Excerpts from the point annotation data
— begin —
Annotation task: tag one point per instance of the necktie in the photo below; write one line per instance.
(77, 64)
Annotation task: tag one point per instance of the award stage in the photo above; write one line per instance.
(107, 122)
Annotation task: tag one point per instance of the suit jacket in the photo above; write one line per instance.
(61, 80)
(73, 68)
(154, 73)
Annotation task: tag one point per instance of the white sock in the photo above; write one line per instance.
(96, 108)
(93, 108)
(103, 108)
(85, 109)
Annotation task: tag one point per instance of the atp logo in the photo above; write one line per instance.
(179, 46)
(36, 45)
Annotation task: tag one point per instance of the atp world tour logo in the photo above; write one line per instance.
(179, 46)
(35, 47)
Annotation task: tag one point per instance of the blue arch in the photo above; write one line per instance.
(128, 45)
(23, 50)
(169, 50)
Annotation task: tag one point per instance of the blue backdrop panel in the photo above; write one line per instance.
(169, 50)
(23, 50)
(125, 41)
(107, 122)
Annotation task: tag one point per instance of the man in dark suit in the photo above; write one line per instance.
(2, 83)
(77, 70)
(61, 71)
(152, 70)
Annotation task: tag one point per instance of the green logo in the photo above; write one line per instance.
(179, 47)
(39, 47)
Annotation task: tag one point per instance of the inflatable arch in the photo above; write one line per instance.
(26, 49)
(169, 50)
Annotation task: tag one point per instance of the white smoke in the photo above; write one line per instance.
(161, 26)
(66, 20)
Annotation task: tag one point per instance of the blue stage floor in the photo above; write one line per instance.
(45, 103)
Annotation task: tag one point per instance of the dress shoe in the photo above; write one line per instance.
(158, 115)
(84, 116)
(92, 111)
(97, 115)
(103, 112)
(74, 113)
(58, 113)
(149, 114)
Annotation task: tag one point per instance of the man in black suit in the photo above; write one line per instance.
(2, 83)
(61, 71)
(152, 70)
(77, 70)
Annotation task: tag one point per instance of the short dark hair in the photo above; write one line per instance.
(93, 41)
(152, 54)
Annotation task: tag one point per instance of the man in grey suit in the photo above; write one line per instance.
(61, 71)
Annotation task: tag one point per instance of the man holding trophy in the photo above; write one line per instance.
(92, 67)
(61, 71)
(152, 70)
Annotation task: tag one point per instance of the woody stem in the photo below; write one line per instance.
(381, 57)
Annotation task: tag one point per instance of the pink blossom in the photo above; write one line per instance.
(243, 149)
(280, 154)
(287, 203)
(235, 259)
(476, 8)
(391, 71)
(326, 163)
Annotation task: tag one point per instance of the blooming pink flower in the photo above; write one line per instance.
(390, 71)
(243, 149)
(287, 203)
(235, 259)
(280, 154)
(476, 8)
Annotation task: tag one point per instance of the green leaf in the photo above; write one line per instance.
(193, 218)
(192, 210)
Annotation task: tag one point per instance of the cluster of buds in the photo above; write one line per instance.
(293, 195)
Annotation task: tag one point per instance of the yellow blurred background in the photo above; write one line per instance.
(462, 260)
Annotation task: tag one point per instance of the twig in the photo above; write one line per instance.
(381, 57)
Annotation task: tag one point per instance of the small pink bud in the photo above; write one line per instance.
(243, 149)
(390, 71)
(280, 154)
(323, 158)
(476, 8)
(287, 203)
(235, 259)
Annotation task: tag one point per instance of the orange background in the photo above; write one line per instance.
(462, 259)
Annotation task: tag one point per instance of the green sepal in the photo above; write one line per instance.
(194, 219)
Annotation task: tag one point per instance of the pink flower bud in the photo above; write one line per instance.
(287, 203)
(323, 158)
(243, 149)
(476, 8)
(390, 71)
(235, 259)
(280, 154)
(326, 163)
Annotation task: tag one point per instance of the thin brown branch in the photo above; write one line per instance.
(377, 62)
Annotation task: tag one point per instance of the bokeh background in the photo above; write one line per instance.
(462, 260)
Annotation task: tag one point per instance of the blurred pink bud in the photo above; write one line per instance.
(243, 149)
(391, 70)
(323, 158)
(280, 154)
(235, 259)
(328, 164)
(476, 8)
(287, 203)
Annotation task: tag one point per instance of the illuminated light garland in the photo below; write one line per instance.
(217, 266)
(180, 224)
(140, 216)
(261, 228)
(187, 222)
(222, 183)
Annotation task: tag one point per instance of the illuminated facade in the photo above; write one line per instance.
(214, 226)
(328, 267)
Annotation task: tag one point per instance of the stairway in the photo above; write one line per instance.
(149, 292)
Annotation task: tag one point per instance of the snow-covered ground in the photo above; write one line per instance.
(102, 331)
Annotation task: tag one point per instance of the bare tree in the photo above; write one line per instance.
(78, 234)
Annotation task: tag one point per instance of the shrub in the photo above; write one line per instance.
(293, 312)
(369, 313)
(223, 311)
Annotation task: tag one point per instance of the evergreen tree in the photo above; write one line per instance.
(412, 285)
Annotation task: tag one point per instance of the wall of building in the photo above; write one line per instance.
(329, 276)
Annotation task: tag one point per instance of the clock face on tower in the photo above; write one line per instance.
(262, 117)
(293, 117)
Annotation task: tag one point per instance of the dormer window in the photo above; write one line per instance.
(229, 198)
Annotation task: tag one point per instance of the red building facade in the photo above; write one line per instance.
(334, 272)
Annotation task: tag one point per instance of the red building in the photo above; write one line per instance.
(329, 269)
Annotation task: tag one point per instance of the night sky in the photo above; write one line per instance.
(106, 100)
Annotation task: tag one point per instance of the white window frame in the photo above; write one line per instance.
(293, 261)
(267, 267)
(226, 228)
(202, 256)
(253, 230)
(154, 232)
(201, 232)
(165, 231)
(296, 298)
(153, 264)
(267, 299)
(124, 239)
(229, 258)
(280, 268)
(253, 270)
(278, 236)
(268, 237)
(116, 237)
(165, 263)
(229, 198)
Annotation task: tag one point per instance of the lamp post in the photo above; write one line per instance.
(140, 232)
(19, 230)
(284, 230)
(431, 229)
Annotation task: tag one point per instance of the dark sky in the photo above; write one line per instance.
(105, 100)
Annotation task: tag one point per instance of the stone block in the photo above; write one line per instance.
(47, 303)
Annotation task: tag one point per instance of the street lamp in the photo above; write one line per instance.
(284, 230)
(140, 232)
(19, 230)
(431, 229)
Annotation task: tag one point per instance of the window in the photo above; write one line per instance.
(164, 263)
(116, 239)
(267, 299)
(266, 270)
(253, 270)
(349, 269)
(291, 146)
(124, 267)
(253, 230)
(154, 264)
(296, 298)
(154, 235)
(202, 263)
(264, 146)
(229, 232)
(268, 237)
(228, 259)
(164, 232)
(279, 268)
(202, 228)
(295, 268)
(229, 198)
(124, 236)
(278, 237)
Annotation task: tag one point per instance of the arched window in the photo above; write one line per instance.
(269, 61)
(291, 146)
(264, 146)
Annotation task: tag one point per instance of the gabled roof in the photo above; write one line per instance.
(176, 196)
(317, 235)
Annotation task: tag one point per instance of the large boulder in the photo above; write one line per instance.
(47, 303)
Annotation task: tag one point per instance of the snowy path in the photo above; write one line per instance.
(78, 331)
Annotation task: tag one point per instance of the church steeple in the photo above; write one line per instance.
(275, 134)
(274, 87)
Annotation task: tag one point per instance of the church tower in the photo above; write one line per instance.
— end —
Copy the listing above word for word, from the line containing "Annotation task: tag one point per instance of the stone" through the end of the listing, with both ends included.

** REPLY **
Annotation task: tag one point per instance of the stone block in the photo above; write one line per instance.
(47, 303)
Annotation task: tag one point per instance of the street lamp in the photo above; write one line per instance.
(284, 230)
(140, 232)
(19, 230)
(431, 229)
Annotation task: tag one point per instance of the window in the photo above; write one line per instance.
(164, 263)
(116, 239)
(267, 299)
(266, 270)
(253, 270)
(349, 269)
(291, 146)
(124, 267)
(253, 230)
(154, 264)
(296, 298)
(154, 235)
(202, 263)
(264, 146)
(229, 232)
(268, 237)
(228, 259)
(164, 232)
(279, 268)
(202, 228)
(295, 268)
(229, 198)
(124, 236)
(278, 237)
Annotation task: tag one point per instance of the arched window in the photo above; write one line per instance.
(269, 61)
(291, 146)
(264, 146)
Annotation task: tag one point per instance of the gabled roof in the photo above; write one line per instance.
(176, 196)
(317, 235)
Annotation task: tag one point per instance of the large boulder in the photo above; write one line per instance.
(47, 303)
Annotation task: tag one point per instance of the snowy path in the photo above; write one line per instance.
(78, 331)
Annotation task: tag one point per instance of the church steeple in the photo above; write one line per instance.
(275, 134)
(274, 87)
Annotation task: tag one point per instance of the church tower in the photo above; write one line per instance.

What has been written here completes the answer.